═══ Exercise input

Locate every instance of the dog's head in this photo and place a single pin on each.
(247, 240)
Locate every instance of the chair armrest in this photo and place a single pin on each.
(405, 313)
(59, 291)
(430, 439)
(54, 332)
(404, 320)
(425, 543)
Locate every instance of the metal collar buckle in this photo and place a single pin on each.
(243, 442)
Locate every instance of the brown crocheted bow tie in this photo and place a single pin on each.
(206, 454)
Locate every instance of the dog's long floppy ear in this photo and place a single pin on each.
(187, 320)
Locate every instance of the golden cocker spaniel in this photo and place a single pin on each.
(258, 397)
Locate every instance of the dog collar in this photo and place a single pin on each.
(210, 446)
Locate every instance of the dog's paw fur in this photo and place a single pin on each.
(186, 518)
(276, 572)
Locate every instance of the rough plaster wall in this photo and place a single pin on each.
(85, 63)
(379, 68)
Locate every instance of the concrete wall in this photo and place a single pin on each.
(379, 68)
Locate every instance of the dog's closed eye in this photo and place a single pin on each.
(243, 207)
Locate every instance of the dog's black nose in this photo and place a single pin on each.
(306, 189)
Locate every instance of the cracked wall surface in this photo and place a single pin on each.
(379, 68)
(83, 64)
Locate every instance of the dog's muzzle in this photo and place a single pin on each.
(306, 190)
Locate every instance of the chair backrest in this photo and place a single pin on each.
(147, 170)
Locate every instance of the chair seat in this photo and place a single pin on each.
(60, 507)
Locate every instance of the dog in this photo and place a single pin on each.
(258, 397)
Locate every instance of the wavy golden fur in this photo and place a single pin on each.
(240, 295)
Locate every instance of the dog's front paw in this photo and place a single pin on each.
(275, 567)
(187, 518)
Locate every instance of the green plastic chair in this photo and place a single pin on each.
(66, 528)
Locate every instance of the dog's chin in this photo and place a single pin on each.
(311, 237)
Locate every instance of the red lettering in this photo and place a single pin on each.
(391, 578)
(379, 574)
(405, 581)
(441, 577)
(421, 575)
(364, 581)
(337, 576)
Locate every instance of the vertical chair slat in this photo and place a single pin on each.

══════

[Task to carry out] Every record above must be duplicated exactly.

[Your response]
Locate every instance of the dog's head in this photo and place a single pin on each.
(247, 240)
Locate every instance of the chair armrest in this photo and place a single pin on each.
(405, 313)
(59, 291)
(430, 439)
(54, 332)
(404, 320)
(425, 543)
Locate every instance of the metal collar buckle in this photo and place a single pin on each.
(243, 442)
Locate every instance of the brown crocheted bow tie in this photo and place a single pin on each.
(206, 454)
Locate every instance of the dog's long floppy ear in this photo and place a single pin on each.
(187, 320)
Locate every instance of the golden cocker spaniel in this photo and place a single pin on each.
(258, 397)
Locate every instance of the dog collar in this photo and place a single pin on each.
(210, 446)
Locate every instance of the dog's paw fur in this photo and place a single pin on each.
(186, 518)
(276, 572)
Locate every instance of the rough plaster wall in this photo and place a single pin on each.
(85, 63)
(379, 68)
Locate every instance of the concrete wall in this photo and place a single pin on each.
(379, 68)
Locate every instance of the dog's closed eye in this photo and place a single pin on each.
(243, 207)
Locate every instance of the dog's black nose in this photo and place a single pin on each.
(306, 189)
Locate every instance of the cracked wall surface in this photo and place a single pin on each.
(379, 68)
(83, 64)
Locate every instance of the dog's muzzle in this photo and place a single pin on each.
(306, 190)
Locate every instance of the chair backrest in this photo and place a single pin on each.
(147, 170)
Locate every instance of the chair seat in this photo and place a single pin on each.
(60, 507)
Locate every instance of the dog in this photo and place a single pin on each.
(258, 397)
Locate every instance of the wavy golden fur in this photo and place a single pin on each.
(240, 295)
Locate every instance of the dog's front paw in this photo and place a single pin on each.
(275, 567)
(187, 518)
Locate every instance of the green plastic chair in this photo and place a single pin on each.
(66, 528)
Locate every instance of the dog's chin in this photo and place a single pin on each.
(311, 237)
Locate every instance of the red lettering in this photo and place a single pin on each.
(391, 578)
(379, 574)
(405, 581)
(441, 577)
(421, 575)
(364, 581)
(337, 576)
Locate every instance of the vertical chair slat in this photo and place a single pin on each.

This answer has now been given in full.